§ **SUPPLIED RECORDS**

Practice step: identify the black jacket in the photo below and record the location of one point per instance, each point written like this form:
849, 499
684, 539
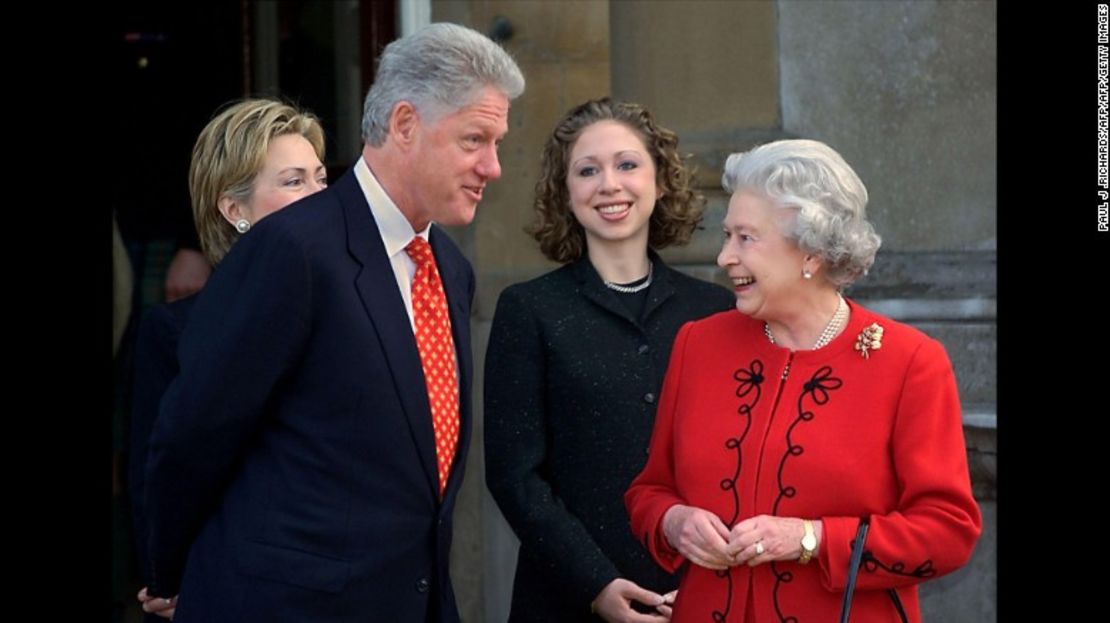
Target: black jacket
572, 382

§ **EXERCISE GOAL**
Repeat each line of the records above exactly, but do not copy the pictures.

§ **ANSWER BOX**
Practice step: identify the black jacket in the photo below and record the location of one point per instance, each point written like this form:
849, 499
684, 539
Target: black jacket
572, 382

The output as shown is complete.